:: Texto apresentado ::

Mulheres contra as guerras, o racismo e as violências: pela legalização do aborto, por democracia e sem anistia para golpistas.

Nossos passos vêm de longe!

Chegamos no mês de março, em que a pauta de gênero ganha centralidade nas discussões políticas, no ativismo digital e nas ruas. Este ano, o tema nacional das mobilizações do 8 de março é Mulheres em defesa da democracia, por trabalho digno, legalização do aborto, reparação e bem viver! Contra o fascismo e o racismo!. No Ceará, o tema escolhido é Mulheres contra as guerras, o racismo e as violências: pela legalização do aborto, por democracia e sem anistia para golpistas. Esses temas refletem a urgência de enfrentar as desigualdades que atingem as mulheres, especialmente as mulheres negras, que estão na base da pirâmide social.

Nas últimas décadas, os movimentos feministas têm incluído o combate ao racismo em suas agendas de luta devido a presença negra dentro das articulações sociais, como observamos nos temas das mobilizações. No entanto, ainda enfrentamos a dificuldade histórica de parte do feminismo em abraçar as diversas mulheridades. Essa exclusão não é nova. Em 1851, Sojourner Truth, uma mulher negra e ex-escravizada, questionou em um
discurso histórico: “E eu não sou uma mulher?”. Ela desafiou a plateia da Convenção dos Direitos das Mulheres em Ohio, nos EUA, ao destacar como as mulheres negras eram excluídas das reivindicações feministas da época. Seu ato indagou ao público presente: “as mulheres precisam de ajuda para entrar em carruagens e atravessar valas, e sempre ter os melhores lugares não importa onde. Nunca ninguém me ajudou a entrar em carruagens ou a passar pelas poças, nem nunca me deram o melhor lugar. E eu não sou uma mulher? Olhem para mim!”. Suas palavras ecoam até hoje, cobrando do movimento feminista uma postura e perspectiva interseccional que abarque junto a dimensão racial, as dimensões de classe, gênero e sexualidade, a caminho de um afrotransfeminismo.

No Brasil, Lélia Gonzalez foi uma das precursoras a denunciar o racismo dentro do feminismo, a partir de seu ativismo, construiu uma trajetória acadêmica e política pioneira, legado esse que podemos acessar através de artigos fundamentais como Racismo e sexismo na cultura brasileira (1984), Por um feminismo afro-latino-americano (1988) e A categoria política-cultural da amefricanidade (1988), todos apresentam a necessidade de transversalizar raça e gênero dentro de um feminismo presente na América Latina, ou como Lélia pontua, na Améfrica.

E a situação das mulheres negras no Brasil?

Os dados mostram que as mulheres negras continuam sendo as mais afetadas pelas desigualdades sociais no Brasil. De acordo com a Relação Anual de Informações Sociais (RAIS) do Ministério do Trabalho e Emprego, divulgada em novembro de 2024, elas representam 10,1% no universo de 7,5 milhões de desempregados, quase o dobro da média nacional de 6,9%. Ainda em 2024, foram divulgados os resultados da 10ª Pesquisa Nacional de Violência contra a Mulher Negra, organizado pelo Instituto de Pesquisa DataSenado juntamente com o Observatório da Mulher contra a Violência. Entre os dados, revelou-se que 66% das mulheres negras que sofrem violência doméstica não têm renda suficiente ou nenhuma fonte de renda. Esses números evidenciam como a vulnerabilidade econômica está diretamente ligada à violência e à exclusão social.

Registros de identificação de posições:

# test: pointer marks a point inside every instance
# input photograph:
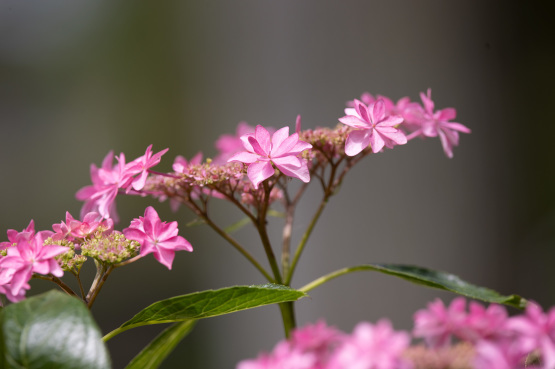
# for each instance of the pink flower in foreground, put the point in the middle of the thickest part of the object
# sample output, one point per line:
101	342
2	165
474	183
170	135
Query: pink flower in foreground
372	128
27	257
157	237
107	180
437	323
537	331
279	149
436	123
372	347
141	165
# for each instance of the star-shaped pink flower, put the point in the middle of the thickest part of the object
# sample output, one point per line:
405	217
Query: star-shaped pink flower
372	128
280	149
157	237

:: Objetivos ::
1) De acordo com o texto, em que ano Sojourner Truth perguntou em discurso "E eu não sou uma mulher?"?
2) Retorne cada linha da listagem que contenha a palavra "Query", diferenciando maiúsculas de minúsculas.
A listagem não tem nenhuma relação com o texto.

:: Respostas em ordem ::
1) Em 1851.

2)
Query: pink flower in foreground
Query: star-shaped pink flower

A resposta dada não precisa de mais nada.